### [The problem]
Reproduce each of the records below verbatim, line for line.
++++++++++++++++++++
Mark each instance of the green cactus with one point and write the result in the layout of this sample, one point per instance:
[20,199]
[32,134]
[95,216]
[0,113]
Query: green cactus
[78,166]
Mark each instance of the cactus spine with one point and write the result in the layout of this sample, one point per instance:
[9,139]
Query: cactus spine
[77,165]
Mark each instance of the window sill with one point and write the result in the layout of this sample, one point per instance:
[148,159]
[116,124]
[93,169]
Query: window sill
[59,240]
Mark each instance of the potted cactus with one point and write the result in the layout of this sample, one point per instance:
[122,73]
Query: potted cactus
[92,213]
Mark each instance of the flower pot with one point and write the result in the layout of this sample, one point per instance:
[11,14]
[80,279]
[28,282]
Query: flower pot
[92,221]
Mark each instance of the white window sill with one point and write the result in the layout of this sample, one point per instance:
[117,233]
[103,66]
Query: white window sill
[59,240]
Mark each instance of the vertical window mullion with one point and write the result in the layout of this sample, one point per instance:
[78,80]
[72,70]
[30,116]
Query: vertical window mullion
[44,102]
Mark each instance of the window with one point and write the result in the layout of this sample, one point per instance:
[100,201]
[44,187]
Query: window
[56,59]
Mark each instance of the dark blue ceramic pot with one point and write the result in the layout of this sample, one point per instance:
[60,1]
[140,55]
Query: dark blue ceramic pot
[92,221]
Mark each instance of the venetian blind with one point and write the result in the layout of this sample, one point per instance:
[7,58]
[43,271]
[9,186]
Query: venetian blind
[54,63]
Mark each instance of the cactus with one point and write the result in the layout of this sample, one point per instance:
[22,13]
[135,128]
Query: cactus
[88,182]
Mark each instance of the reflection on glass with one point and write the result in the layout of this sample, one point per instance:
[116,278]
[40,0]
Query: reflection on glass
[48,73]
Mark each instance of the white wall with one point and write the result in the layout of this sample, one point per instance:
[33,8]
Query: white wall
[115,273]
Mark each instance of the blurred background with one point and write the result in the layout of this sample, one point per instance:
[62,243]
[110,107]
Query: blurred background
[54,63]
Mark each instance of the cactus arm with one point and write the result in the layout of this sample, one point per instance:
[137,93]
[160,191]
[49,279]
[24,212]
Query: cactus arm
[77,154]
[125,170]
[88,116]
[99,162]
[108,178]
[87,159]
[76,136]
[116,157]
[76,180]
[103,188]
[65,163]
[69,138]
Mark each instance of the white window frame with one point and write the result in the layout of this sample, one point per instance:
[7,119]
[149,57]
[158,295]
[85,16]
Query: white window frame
++++++++++++++++++++
### [Final result]
Mark each instance of the green cactus with one point and write the result in the layout of this sample, one point per instance:
[20,199]
[32,134]
[95,216]
[0,113]
Query: green cactus
[78,166]
Mark each instance of the cactus spine with one point and write the result in the layout of this sample, one point per instance:
[9,139]
Query: cactus spine
[77,165]
Mark each instance of the window sill with one point and write the result in the layout of this sample, one point per instance:
[148,159]
[116,124]
[93,169]
Query: window sill
[59,240]
Mark each instance of the potted cactus with one point and write the result in the layout of this sample, one point per instance:
[122,73]
Query: potted cactus
[92,213]
Mark each instance of the flower pot with one point and write the result in the layout of this sample, one point per instance:
[11,14]
[80,279]
[28,282]
Query: flower pot
[92,221]
Mark each instance of the white window sill with one point and write the result in the layout of this sample, one point per instance:
[117,233]
[103,66]
Query: white window sill
[59,240]
Mark each instance of the vertical window mullion with one point and write the result in the layout of this sample, one point per instance:
[78,80]
[72,70]
[30,116]
Query: vertical window mullion
[44,102]
Mark each instance of the window with one point and write the result in the layout of this sample, one point per instance:
[100,201]
[44,187]
Query: window
[56,59]
Mark each instance of the dark blue ceramic pot with one point and write the result in the layout of this sample, one point per instance:
[60,1]
[140,55]
Query: dark blue ceramic pot
[92,221]
Mark each instance of the venetian blind with one point and write the result in the layout of this sample, one point per instance:
[7,58]
[43,271]
[9,186]
Query: venetian blind
[54,63]
Mark each instance of the cactus with one point and write the result in the layout of this sample, one point per instance:
[22,13]
[135,128]
Query: cactus
[88,182]
Mark each instance of the reflection on glass with one point and write the result in the layout of this sample, one point per instance:
[116,278]
[40,0]
Query: reflection on glass
[48,73]
Mark each instance of the white wall with one point and write the result in the layout of this sample, one point per instance:
[33,8]
Query: white wall
[115,273]
Mark each instance of the blurred background with one point and write the result in the layout of this sample, one point per instance:
[62,243]
[110,107]
Query: blurred background
[54,63]
Mark each instance of the cactus arm with one point and write the result in the layout of this sample, one point per instance:
[137,93]
[160,191]
[49,279]
[24,212]
Query: cactus arm
[77,154]
[125,170]
[88,116]
[99,162]
[108,178]
[87,159]
[76,136]
[116,157]
[76,180]
[103,188]
[65,163]
[69,138]
Mark each instance of the white window frame with one point and write the result in the layout of this sample, one point per instance:
[7,119]
[149,57]
[158,295]
[85,16]
Query: white window frame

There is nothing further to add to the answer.